··· Records for processing ···
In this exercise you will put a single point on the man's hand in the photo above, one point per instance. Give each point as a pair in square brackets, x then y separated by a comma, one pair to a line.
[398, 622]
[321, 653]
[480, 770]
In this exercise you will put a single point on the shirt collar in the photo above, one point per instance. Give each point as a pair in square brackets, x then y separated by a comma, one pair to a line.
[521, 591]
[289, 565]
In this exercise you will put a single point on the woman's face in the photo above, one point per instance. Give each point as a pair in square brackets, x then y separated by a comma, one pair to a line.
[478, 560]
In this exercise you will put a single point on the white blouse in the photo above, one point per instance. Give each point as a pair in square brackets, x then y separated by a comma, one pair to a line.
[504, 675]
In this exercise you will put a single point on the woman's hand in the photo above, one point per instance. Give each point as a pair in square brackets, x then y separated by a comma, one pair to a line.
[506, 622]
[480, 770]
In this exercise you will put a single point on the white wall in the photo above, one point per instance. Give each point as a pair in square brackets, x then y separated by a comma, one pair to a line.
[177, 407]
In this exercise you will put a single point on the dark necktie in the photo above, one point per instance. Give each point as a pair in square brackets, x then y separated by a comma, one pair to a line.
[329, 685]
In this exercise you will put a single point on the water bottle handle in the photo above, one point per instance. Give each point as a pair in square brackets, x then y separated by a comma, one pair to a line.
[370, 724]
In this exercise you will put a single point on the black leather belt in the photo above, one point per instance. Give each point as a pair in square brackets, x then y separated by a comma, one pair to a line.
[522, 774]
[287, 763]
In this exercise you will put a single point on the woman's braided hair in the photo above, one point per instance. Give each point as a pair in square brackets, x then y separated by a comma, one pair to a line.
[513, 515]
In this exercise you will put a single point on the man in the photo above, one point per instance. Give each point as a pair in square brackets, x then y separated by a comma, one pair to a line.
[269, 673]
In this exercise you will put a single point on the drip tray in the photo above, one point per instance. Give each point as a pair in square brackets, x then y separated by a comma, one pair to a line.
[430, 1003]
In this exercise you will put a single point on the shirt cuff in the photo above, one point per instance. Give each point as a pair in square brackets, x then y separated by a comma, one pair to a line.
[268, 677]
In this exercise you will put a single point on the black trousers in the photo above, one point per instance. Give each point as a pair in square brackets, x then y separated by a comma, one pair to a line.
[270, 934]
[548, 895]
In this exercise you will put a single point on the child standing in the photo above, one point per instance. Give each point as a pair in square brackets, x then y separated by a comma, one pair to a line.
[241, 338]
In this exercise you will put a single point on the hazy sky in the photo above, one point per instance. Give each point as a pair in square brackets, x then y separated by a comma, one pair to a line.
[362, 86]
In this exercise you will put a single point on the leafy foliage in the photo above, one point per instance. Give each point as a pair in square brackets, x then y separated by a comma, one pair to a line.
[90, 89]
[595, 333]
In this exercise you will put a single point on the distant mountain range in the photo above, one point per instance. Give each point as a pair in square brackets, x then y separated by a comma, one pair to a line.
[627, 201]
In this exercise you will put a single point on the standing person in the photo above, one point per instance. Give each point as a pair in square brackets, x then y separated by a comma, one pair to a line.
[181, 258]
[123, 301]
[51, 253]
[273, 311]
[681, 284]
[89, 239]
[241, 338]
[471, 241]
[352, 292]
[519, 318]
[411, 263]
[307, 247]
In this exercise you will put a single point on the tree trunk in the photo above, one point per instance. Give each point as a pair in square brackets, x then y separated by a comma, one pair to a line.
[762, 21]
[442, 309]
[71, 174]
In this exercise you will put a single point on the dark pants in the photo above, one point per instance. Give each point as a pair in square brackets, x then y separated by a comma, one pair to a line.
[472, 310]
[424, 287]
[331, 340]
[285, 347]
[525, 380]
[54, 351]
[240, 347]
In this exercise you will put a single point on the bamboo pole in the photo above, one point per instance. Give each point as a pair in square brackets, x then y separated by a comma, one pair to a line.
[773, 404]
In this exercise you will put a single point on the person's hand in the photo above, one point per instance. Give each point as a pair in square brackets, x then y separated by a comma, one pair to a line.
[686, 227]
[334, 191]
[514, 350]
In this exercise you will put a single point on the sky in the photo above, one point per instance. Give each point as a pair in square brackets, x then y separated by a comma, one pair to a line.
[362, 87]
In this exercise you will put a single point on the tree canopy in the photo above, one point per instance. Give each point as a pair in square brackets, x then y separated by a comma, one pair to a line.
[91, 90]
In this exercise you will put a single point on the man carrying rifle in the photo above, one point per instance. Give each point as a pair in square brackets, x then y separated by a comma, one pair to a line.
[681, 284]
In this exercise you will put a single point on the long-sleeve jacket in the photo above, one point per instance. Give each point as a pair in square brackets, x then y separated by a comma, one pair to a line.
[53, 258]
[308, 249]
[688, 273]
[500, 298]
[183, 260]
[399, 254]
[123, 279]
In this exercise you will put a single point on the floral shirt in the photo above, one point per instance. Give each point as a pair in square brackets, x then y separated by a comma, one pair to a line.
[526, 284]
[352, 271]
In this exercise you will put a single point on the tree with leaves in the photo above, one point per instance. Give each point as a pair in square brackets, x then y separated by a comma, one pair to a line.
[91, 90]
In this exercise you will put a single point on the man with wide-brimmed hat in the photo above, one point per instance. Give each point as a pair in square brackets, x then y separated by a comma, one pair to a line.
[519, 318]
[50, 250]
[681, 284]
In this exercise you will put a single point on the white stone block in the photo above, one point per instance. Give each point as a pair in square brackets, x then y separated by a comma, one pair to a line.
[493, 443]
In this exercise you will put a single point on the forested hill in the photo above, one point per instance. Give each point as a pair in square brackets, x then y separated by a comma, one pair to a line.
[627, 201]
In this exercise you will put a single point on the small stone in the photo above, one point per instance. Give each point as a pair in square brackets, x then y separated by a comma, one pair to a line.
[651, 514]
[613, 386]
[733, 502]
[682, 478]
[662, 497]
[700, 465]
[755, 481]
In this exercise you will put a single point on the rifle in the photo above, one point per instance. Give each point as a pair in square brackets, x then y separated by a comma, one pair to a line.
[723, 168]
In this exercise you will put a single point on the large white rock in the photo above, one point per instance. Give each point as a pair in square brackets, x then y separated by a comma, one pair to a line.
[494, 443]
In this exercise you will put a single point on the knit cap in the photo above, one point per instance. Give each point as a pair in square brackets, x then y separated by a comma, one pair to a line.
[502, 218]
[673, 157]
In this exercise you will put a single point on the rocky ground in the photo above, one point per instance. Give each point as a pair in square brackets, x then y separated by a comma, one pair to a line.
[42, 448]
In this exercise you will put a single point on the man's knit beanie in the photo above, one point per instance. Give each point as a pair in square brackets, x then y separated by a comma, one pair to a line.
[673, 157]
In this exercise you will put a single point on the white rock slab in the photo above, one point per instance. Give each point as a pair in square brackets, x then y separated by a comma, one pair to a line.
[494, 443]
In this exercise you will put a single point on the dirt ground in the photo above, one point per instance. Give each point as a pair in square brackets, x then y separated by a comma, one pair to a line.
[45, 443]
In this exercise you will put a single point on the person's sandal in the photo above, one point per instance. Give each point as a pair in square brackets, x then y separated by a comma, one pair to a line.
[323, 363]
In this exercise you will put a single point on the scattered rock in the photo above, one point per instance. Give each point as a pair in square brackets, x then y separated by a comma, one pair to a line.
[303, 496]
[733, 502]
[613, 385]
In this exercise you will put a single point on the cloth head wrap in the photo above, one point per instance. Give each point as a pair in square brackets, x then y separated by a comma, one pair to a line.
···
__Work to complete__: Transcribe all of the entries without altering anything.

__Output of the task__:
In this exercise you will put a single point on the man's hand in the photo above, one point per instance. Give each point as a pair in square brackets, x then y separated by a comma, one pair to a line.
[398, 622]
[321, 653]
[480, 770]
In this exercise you will put a single point on the shirt collar in the photo above, one point per instance. Give each point as a pair in square brackets, x then y separated by a comma, one pair to a line.
[521, 591]
[289, 565]
In this exercise you will put a single point on the woman's face in the photo above, one point per instance. Give each point as a pair in square brackets, x then y separated by a comma, one pair to a line.
[478, 560]
In this exercise you will put a single point on the white blouse in the photo above, one point per instance. Give each point as a pair in square brackets, x then y separated by a comma, one pair to a line.
[504, 675]
In this exercise you will put a single point on the woman's hand in the photo above, one point per instance. Give each point as a pair in square brackets, x then y separated by a comma, one pair to a line.
[506, 622]
[480, 770]
In this exercise you will put a single point on the white wall in the photo above, one point per instance. Give each point as a pair in square brackets, x then y separated by a comma, one pair to a line.
[177, 407]
In this exercise you will put a single point on the dark necktie in the photo above, one point per instance. Give each point as a pair in square brackets, x then y separated by a comma, one pair to a line.
[329, 685]
In this exercise you will put a single point on the water bottle handle in the photo above, one point per instance. Give each point as a pair in square brackets, x then y separated by a comma, one pair to a line.
[370, 724]
In this exercise you will put a single point on the black leather belt in the photo above, one point per instance. Give each point as a pair in square brackets, x then y separated by a comma, one pair to a line.
[522, 774]
[287, 763]
In this exercise you will put a single point on the woman's braided hair in the photo above, one point per instance. Give each point as a pair in square brackets, x then y separated by a comma, one pair to a line.
[513, 515]
In this exercise you will put a single point on the man in the photo above, one point per instance. Give each point as a pair in square brackets, x then y separated by a comma, one pair to a line.
[269, 673]
In this exercise you will put a single point on the drip tray in the photo above, one point per instance. Give each point as a pair in square brackets, x then y separated by a comma, one pair to a line.
[430, 1003]
In this exercise you will put a single point on the shirt cuff in the photo above, one point per instance. Give each point as a pair in square brackets, x then y separated by a comma, one pair to a line.
[268, 677]
In this exercise you will put a single point on the black trousers in the photo above, one point per instance. Give each point as a pair in square brackets, x then y separated by a comma, one pair to a line.
[270, 934]
[548, 895]
In this exercise you will put a single point on the child standing in the photo above, one point per instance. Give each point as a pair in square brackets, x then y separated by a comma, one pair to a line.
[241, 338]
In this exercise you will put a single point on the hazy sky in the photo above, one point per instance. Give each point as a pair in square brackets, x then y separated by a comma, one pair to a line.
[362, 86]
In this exercise you will put a single point on the leafy foliage in the photo above, one point per instance. Give each point as a pair in square brackets, x then y separated by a comma, one pair to a line.
[90, 89]
[595, 333]
In this exercise you will put a single point on the distant mountain range in the photo above, one point per instance. Give each point as a pair in square brackets, x then y separated by a comma, one pair to a line.
[627, 201]
In this exercise you will put a single point on the standing person in the photo above, one point per instance. Give each point as a pair in square brackets, x then y separated by a comma, one pair to a line.
[181, 258]
[123, 301]
[51, 253]
[273, 311]
[681, 284]
[89, 239]
[241, 338]
[471, 241]
[352, 292]
[519, 318]
[411, 263]
[307, 247]
In this exercise you will put a single point on the tree trunk in the photo above, one point per instance. Give each point as a pair in square brackets, x then y separated by a comma, one pair to a line.
[762, 21]
[442, 309]
[71, 174]
In this exercise you will put a single point on the dark pants in the photo above, one point per instance. Give each point as a pair in square brackets, x then y separated by a comma, one pair to a line.
[472, 310]
[424, 287]
[331, 340]
[285, 347]
[525, 380]
[54, 351]
[240, 347]
In this exercise you will put a single point on the bamboo pole in the photo above, one point per instance. Give each point as a pair in square brackets, x then y separated by a comma, one pair to a line.
[773, 404]
In this exercise you will put a single point on the person's hand in the photo above, one point per instance. Give each point as a pair in square brackets, x then y separated by a comma, one pair to a line.
[686, 227]
[334, 191]
[514, 350]
In this exercise you will put a single point on the sky in the photo above, one point per instance. Give each point as a pair in square brackets, x then y separated by a comma, one pair to a line.
[362, 87]
In this exercise you will put a single point on the tree canopy in the photo above, one point per instance. Give each point as a pair in square brackets, x then y separated by a comma, one pair to a line.
[91, 90]
In this exercise you will put a single point on the man carrying rifle in the photo above, one point per instance. Give each point as a pair in square brackets, x then y separated by a comma, one pair to a line.
[681, 284]
In this exercise you will put a single point on the long-sleeve jacket in the photo above, one point per instance. Give each point as a pair in square brackets, x then y separated by a comma, one pair to a line.
[53, 258]
[308, 249]
[688, 273]
[500, 298]
[183, 260]
[399, 254]
[123, 279]
In this exercise you will put a single point on the floral shirt in the photo above, one point per instance. Give each point as a pair in square brackets, x then y separated by a comma, one pair to a line.
[526, 284]
[352, 271]
In this exercise you will put a single point on the tree with leaves in the photo above, one point per instance. Give each point as a pair in square brackets, x then y separated by a comma, one pair to a line.
[91, 90]
In this exercise you will put a single point on the man with wide-brimmed hat in the photo above, one point per instance. Give each point as a pair in square brackets, x then y separated by a comma, one pair to a line.
[519, 318]
[50, 250]
[681, 284]
In this exercise you will put a single point on the white stone block in the photo above, one point per instance. Give each point as a pair in square brackets, x then y separated by a comma, one pair to a line.
[493, 443]
In this exercise you will put a single point on the forested hill in the photo above, one point per instance. Give each point as a pair in square brackets, x then y separated by a comma, one pair to a line.
[627, 201]
In this exercise you will put a single point on the small stone in the photo above, one point per instance. Give each point as a pair in square brackets, x then y separated by a comma, one pair to a line.
[651, 514]
[613, 386]
[733, 502]
[682, 478]
[662, 497]
[700, 465]
[755, 481]
In this exercise you will put a single point on the rifle in the photo above, one point per instance. Give each point as a pair in square brackets, x then y separated by a comma, one pair to a line.
[723, 168]
In this exercise you will put a single point on the large white rock in the photo above, one point per instance. Give each point as a pair in square brackets, x then y separated by a comma, one pair to a line.
[494, 443]
In this exercise you will put a single point on the knit cap in the photo above, one point per instance. Give each point as a pair in square brackets, x then y separated by a comma, one pair to a line.
[502, 218]
[673, 157]
In this exercise you will put a single point on the rocky ground in the photo above, one point per instance. Give each point as a pair in square brackets, x then y separated by a comma, one pair to a line.
[42, 448]
In this exercise you will put a single point on the man's knit beanie in the photo above, one point per instance. Give each point as a pair in square brackets, x then y separated by a comma, one pair to a line.
[673, 157]
In this exercise you will put a single point on the white rock slab in the photo above, one point per instance. Give each point as a pair in square brackets, x then y separated by a comma, one pair to a line.
[494, 443]
In this exercise you will put a single point on the dirt ground in the photo above, one point per instance. Give each point as a pair in square brackets, x then y separated by a comma, one pair to a line.
[45, 443]
In this exercise you will put a single point on the person's sandal in the photo above, one point per instance. Give each point as a pair in square brackets, x then y separated by a comma, one pair to a line.
[323, 363]
In this exercise you will put a single point on the scattered rock in the photo above, one point per instance. Give each point as a pair in square brackets, x then y separated by a comma, one pair to a line.
[303, 496]
[733, 502]
[613, 385]
In this exercise you will put a single point on the cloth head wrap in the photo above, one point per instance. Give each point as a pair in square brackets, x then y separated by a comma, one pair to a line.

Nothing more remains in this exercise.